Problem to work on
Return each line of the records below that contains the string "column".
^^^^^^^^
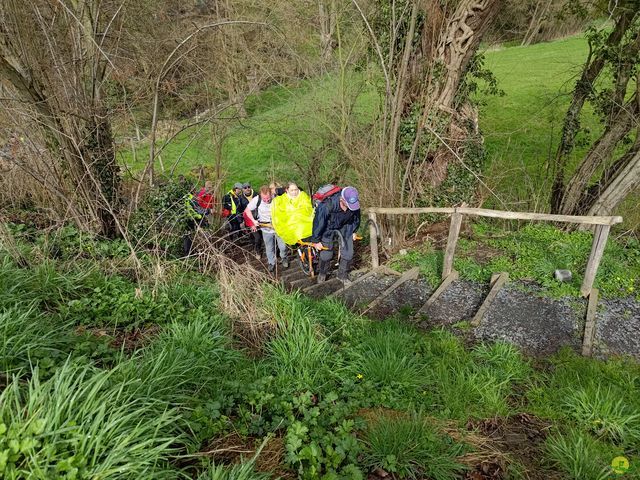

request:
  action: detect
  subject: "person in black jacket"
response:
[222,183,246,238]
[311,187,360,283]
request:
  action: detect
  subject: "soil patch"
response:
[463,413,562,480]
[199,432,296,479]
[76,325,161,354]
[368,278,433,319]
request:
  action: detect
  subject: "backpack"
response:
[242,194,262,227]
[311,183,342,207]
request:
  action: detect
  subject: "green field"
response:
[119,36,640,229]
[120,33,597,198]
[119,74,377,187]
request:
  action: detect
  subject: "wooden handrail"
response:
[366,203,622,297]
[367,207,622,225]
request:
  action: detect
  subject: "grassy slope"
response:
[120,36,640,223]
[479,37,597,208]
[119,74,376,186]
[0,228,640,480]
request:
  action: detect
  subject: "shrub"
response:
[362,413,464,480]
[127,179,195,255]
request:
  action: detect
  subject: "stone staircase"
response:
[236,244,640,359]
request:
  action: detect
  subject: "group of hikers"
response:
[184,182,360,283]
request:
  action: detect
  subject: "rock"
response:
[553,270,572,283]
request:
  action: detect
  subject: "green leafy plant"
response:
[545,430,616,480]
[362,413,464,480]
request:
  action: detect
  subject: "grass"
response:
[392,222,640,298]
[0,363,186,479]
[0,227,640,480]
[119,31,640,227]
[545,430,615,480]
[478,36,600,211]
[362,412,464,480]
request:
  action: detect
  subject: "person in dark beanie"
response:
[311,187,360,284]
[222,183,247,237]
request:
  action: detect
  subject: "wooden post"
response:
[582,288,598,357]
[470,272,509,327]
[442,212,462,280]
[415,270,459,317]
[369,212,380,268]
[580,225,611,297]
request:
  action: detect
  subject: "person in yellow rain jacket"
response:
[271,182,313,245]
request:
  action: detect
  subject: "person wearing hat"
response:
[222,182,248,238]
[311,187,360,283]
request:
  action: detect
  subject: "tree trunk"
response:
[0,0,120,236]
[551,10,635,213]
[318,0,337,66]
[586,144,640,215]
[559,96,638,215]
[436,0,500,112]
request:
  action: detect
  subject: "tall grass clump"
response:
[118,318,240,404]
[0,307,73,374]
[545,430,617,480]
[197,462,271,480]
[0,362,186,480]
[562,386,640,446]
[353,321,424,388]
[422,330,531,421]
[527,350,640,449]
[264,289,333,390]
[361,413,464,480]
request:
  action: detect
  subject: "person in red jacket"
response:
[196,180,216,212]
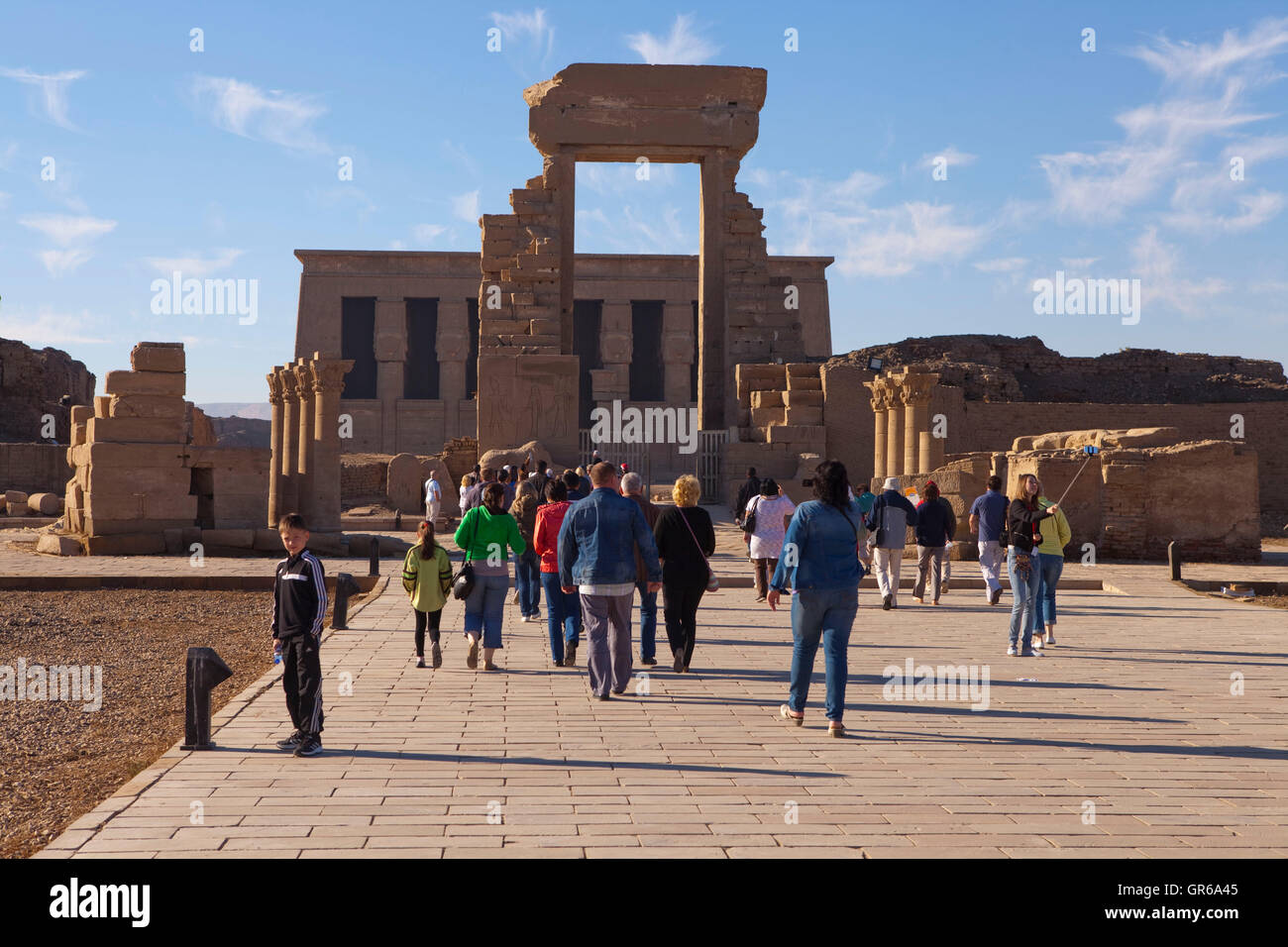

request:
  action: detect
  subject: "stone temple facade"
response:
[295,250,832,463]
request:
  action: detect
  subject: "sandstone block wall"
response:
[1006,441,1261,562]
[64,343,269,554]
[0,339,94,443]
[0,443,72,493]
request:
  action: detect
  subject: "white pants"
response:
[979,540,1002,599]
[872,548,903,601]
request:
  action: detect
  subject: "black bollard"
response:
[180,648,233,750]
[331,573,362,631]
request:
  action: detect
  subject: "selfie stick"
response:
[1055,445,1100,506]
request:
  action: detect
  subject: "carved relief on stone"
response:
[434,331,471,362]
[599,333,631,365]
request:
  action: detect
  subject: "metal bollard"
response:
[331,573,362,631]
[180,648,233,750]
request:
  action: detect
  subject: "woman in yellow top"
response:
[403,519,452,668]
[1031,483,1073,648]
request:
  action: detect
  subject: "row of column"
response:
[267,352,353,532]
[863,368,944,479]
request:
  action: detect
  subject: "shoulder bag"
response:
[675,506,720,591]
[837,510,868,582]
[741,496,760,536]
[452,514,480,599]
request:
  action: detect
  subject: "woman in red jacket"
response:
[532,479,581,668]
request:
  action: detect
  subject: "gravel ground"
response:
[0,590,311,858]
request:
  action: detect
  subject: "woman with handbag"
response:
[768,460,863,737]
[399,519,452,668]
[532,479,581,668]
[1006,474,1060,657]
[653,474,718,674]
[742,476,796,601]
[510,478,541,621]
[452,483,528,672]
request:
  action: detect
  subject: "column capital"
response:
[899,371,939,407]
[280,365,299,398]
[291,359,313,401]
[312,360,353,394]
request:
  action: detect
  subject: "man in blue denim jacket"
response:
[559,463,662,701]
[767,460,864,737]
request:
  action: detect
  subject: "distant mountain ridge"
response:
[197,401,273,421]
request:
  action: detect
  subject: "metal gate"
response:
[698,429,729,504]
[577,428,653,494]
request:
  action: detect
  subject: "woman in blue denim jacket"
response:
[768,460,864,737]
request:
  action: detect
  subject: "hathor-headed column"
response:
[863,376,890,480]
[269,365,300,517]
[309,353,353,532]
[899,369,939,474]
[295,359,316,530]
[885,374,911,476]
[266,368,282,527]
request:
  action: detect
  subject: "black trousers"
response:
[422,608,443,657]
[282,631,322,738]
[662,574,707,668]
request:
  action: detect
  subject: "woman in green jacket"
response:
[456,483,528,672]
[1033,483,1073,648]
[403,519,452,668]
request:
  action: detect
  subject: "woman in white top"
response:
[743,476,796,601]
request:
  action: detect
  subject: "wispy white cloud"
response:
[1038,18,1288,232]
[971,257,1029,273]
[189,76,327,152]
[143,249,246,279]
[18,214,116,246]
[1130,17,1288,84]
[452,189,481,226]
[626,13,720,65]
[411,223,453,244]
[1060,257,1100,273]
[18,214,116,277]
[488,7,555,80]
[917,145,979,168]
[744,170,992,277]
[0,307,112,348]
[1130,227,1229,318]
[0,67,89,130]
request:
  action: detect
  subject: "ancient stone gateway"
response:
[478,63,805,459]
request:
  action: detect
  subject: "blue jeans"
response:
[465,576,510,648]
[541,573,581,661]
[787,586,859,723]
[1006,546,1043,651]
[635,582,657,659]
[1033,553,1064,635]
[514,546,541,617]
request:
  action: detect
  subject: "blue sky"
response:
[0,1,1288,402]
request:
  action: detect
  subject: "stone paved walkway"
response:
[38,549,1288,858]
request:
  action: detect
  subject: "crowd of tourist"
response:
[274,453,1070,755]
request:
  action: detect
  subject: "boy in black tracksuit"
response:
[273,513,326,756]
^^^^^^^^
Solution
  subject: "row of column"
  subject: "column capital"
  subject: "hathor-headed column"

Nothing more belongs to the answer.